* _Task to complete_:
Write out an exact copy of the line with "Task: indicate one point on every instance of the sky" and of each line after it, through the end of the records below.

::: Dataset content

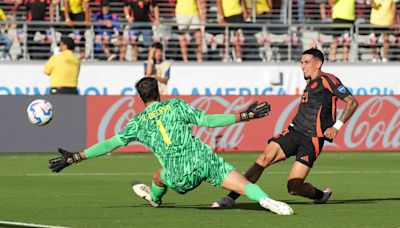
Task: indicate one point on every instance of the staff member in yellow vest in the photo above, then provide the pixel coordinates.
(383, 14)
(233, 12)
(63, 69)
(343, 12)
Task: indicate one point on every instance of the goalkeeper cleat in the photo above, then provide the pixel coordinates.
(144, 191)
(276, 207)
(224, 202)
(327, 194)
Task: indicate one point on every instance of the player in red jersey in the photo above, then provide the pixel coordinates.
(314, 123)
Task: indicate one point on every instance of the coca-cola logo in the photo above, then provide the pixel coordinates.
(374, 126)
(121, 111)
(371, 126)
(228, 137)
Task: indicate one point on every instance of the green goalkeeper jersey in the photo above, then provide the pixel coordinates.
(166, 129)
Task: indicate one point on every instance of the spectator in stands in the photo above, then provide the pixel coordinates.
(38, 47)
(73, 12)
(233, 12)
(190, 17)
(383, 14)
(300, 11)
(4, 40)
(343, 12)
(322, 9)
(263, 9)
(142, 12)
(107, 25)
(63, 69)
(157, 68)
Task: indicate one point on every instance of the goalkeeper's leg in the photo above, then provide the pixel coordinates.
(153, 194)
(158, 188)
(273, 153)
(234, 181)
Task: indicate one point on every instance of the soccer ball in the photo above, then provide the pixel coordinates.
(40, 112)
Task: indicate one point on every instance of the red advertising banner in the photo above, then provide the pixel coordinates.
(375, 126)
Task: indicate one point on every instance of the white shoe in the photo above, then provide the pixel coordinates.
(224, 202)
(143, 191)
(276, 207)
(327, 194)
(112, 57)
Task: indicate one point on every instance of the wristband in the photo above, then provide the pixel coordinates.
(338, 124)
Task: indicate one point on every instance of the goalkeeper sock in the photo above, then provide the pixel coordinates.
(253, 174)
(157, 192)
(254, 192)
(317, 195)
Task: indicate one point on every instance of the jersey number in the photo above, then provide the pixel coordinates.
(163, 132)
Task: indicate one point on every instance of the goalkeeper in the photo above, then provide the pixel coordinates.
(165, 128)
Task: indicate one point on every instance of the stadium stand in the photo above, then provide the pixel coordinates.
(265, 37)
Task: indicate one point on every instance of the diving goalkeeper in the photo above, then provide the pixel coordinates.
(165, 128)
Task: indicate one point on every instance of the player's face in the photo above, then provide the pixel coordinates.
(62, 46)
(158, 54)
(106, 9)
(310, 66)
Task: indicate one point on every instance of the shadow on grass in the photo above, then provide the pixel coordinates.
(255, 206)
(349, 201)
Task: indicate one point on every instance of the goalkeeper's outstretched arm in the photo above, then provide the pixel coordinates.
(68, 158)
(254, 111)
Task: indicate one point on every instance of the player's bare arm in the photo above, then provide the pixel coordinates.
(349, 109)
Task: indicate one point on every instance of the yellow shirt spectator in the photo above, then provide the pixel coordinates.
(384, 14)
(231, 7)
(187, 7)
(344, 9)
(3, 16)
(76, 6)
(262, 6)
(63, 69)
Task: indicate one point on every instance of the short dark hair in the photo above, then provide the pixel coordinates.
(157, 45)
(105, 3)
(315, 53)
(147, 88)
(69, 42)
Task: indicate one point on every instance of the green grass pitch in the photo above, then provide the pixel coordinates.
(97, 193)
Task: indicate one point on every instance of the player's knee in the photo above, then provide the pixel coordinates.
(157, 178)
(267, 157)
(294, 186)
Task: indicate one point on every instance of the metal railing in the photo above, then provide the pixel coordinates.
(259, 42)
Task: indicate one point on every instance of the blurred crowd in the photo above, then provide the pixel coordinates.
(202, 30)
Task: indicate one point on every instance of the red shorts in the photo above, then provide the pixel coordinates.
(305, 148)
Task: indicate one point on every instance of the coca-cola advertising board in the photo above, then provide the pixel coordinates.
(375, 126)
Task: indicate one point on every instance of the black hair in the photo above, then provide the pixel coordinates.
(157, 45)
(105, 3)
(315, 53)
(69, 42)
(147, 88)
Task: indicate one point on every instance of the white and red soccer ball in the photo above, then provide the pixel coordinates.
(40, 112)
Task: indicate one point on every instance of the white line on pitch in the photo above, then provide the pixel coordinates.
(21, 224)
(137, 174)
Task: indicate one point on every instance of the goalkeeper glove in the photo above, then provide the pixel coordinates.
(67, 158)
(255, 111)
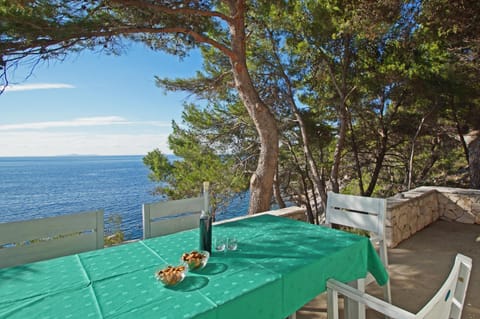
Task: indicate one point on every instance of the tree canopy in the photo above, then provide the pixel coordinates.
(364, 97)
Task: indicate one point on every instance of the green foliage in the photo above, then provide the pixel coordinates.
(199, 160)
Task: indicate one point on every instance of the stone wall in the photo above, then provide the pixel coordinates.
(409, 212)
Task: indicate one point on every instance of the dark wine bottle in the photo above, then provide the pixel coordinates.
(205, 228)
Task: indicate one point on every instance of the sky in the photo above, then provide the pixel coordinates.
(93, 104)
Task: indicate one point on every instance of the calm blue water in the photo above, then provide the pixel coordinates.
(35, 187)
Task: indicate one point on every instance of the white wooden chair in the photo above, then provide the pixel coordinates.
(446, 304)
(364, 213)
(163, 218)
(38, 239)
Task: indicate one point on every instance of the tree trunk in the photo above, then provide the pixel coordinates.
(277, 192)
(261, 182)
(473, 142)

::::::

* _Reply to the task_:
Task: indicate one point on every instance of the sky in the photo above, then provide the pixel coordinates.
(93, 104)
Task: indicate one point on every instance of the calm blue water in the photo above, then provide the pixel coordinates.
(35, 187)
Task: indicate one point on every instance of the white wooden chair in the photo above, then provide the pixel coordinates.
(446, 304)
(364, 213)
(163, 218)
(38, 239)
Task: indicate one point on every instance of the tree trunk in the photo above, then provide the pixel coordinates.
(277, 192)
(261, 182)
(473, 142)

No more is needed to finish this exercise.